Frequently asked questions

Where does Claude Code store its settings?+
Structured settings live in settings.json files that cascade across scopes: a user-level file at ~/.claude/settings.json, a project-level file at .claude/settings.json committed to the repo, a gitignored .claude/settings.local.json for personal overrides, and an enterprise-managed policy file at an OS-specific system path controlled by administrators. More specific scopes generally override broader ones, with the managed policy taking priority. Check the official docs for exact paths and precedence.
What is the difference between settings.json and CLAUDE.md?+
settings.json holds structured configuration — permissions, environment variables, hooks, and the model — that governs what Claude can do and how it runs. CLAUDE.md is free-form natural-language context (memory) that tells Claude what to know about your project, such as build commands, conventions, and gotchas. Use settings.json for behavior and guardrails, CLAUDE.md for context.
How do Claude Code permissions work?+
Permissions are rule-based with three outcomes: allow runs an action automatically, ask prompts you for confirmation, and deny blocks it outright. Deny rules take precedence over allow rules. Rules use a Tool or Tool(specifier) format, such as Bash(npm run build), live in settings.json, and follow the same user/project/enterprise layering. Start restrictive and widen as you build trust.
Should I commit my Claude Code configuration to git?+
Commit the things you want your whole team to share: the project CLAUDE.md, the project .claude/settings.json with your permission allowlist and hooks, and shared custom commands and agents. Keep personal and machine-specific items out of version control by putting them in .claude/settings.local.json (which Claude Code auto-gitignores) or in your user-level home directory.
What lives in the .claude directory?+
The .claude directory holds settings files plus extension definitions: custom slash commands, subagents, hooks (configured via settings), and skills. These can exist at the user level in your home directory to apply everywhere, or be committed under a project so the whole team inherits them. MCP server connections are configured similarly.
——
Exercise goal: Transcribe the passage from the Claude Code settings FAQ, from "Should I commit" up to and including "are configured similarly.". The records have no connection to the text.

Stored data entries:
——
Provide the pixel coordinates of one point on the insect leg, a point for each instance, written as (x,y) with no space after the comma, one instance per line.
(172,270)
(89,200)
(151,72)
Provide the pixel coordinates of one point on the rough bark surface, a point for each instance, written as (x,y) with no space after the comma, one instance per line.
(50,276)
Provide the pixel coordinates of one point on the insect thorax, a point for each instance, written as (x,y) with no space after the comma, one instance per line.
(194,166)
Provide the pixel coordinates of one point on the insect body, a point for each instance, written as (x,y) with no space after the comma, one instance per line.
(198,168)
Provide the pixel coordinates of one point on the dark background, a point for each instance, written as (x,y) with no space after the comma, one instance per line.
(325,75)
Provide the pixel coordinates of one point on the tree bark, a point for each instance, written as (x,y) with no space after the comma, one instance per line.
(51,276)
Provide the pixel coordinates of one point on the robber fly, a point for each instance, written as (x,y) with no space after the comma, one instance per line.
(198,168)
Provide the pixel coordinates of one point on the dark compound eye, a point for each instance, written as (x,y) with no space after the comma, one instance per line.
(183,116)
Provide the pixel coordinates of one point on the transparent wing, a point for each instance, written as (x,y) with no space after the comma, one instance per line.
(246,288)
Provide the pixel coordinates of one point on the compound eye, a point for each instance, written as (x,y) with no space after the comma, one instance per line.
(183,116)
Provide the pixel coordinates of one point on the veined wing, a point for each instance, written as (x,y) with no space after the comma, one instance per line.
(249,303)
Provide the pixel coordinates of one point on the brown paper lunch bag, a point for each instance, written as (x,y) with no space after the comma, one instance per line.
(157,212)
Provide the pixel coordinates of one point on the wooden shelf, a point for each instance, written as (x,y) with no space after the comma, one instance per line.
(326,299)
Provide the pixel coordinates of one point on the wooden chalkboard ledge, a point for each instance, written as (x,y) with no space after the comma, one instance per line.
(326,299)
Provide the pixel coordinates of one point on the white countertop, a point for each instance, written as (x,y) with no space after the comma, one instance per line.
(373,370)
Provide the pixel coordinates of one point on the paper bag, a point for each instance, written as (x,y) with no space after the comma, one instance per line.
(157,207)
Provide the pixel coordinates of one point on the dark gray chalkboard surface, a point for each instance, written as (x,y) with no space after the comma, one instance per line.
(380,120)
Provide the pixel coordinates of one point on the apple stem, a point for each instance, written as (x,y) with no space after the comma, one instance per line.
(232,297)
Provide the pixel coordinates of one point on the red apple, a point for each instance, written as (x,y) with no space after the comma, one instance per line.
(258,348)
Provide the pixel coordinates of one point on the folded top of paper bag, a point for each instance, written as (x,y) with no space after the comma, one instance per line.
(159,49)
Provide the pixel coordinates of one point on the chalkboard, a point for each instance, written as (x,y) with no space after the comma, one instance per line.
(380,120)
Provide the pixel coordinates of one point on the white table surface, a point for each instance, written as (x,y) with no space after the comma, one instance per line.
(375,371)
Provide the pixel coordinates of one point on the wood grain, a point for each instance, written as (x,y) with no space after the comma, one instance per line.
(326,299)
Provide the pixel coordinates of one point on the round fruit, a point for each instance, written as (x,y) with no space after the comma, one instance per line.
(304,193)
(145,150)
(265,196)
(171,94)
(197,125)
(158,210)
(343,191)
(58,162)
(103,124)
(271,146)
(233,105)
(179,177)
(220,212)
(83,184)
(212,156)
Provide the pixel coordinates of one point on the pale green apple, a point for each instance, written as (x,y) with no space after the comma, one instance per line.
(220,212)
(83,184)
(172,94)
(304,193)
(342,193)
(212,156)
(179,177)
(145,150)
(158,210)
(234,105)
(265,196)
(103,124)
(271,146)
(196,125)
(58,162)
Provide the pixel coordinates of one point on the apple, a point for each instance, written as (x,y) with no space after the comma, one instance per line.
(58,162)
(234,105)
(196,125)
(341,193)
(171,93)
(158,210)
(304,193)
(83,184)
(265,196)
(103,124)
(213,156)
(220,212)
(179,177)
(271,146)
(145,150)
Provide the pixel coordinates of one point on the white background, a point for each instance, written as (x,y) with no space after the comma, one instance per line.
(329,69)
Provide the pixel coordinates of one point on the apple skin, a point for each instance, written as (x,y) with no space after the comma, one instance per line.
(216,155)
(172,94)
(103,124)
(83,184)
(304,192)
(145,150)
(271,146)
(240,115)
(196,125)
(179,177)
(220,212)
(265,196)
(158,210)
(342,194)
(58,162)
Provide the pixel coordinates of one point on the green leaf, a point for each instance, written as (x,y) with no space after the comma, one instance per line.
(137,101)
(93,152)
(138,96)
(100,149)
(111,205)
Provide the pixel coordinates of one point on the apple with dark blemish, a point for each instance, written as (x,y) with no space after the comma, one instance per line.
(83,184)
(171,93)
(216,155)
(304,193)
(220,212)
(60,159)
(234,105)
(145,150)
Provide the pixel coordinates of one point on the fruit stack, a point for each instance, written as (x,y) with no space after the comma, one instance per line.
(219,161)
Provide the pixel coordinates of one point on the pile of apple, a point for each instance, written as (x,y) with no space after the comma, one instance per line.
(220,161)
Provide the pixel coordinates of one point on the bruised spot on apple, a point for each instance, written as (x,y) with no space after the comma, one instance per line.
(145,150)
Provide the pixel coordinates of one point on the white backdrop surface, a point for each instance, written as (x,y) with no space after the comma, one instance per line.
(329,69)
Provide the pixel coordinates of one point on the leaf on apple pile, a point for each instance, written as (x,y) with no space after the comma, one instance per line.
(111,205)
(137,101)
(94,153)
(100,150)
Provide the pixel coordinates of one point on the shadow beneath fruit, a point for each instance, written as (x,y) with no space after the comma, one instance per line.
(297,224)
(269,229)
——
Response below:
Should I commit my Claude Code configuration to git?+
Commit the things you want your whole team to share: the project CLAUDE.md, the project .claude/settings.json with your permission allowlist and hooks, and shared custom commands and agents. Keep personal and machine-specific items out of version control by putting them in .claude/settings.local.json (which Claude Code auto-gitignores) or in your user-level home directory.
What lives in the .claude directory?+
The .claude directory holds settings files plus extension definitions: custom slash commands, subagents, hooks (configured via settings), and skills. These can exist at the user level in your home directory to apply everywhere, or be committed under a project so the whole team inherits them. MCP server connections are configured similarly.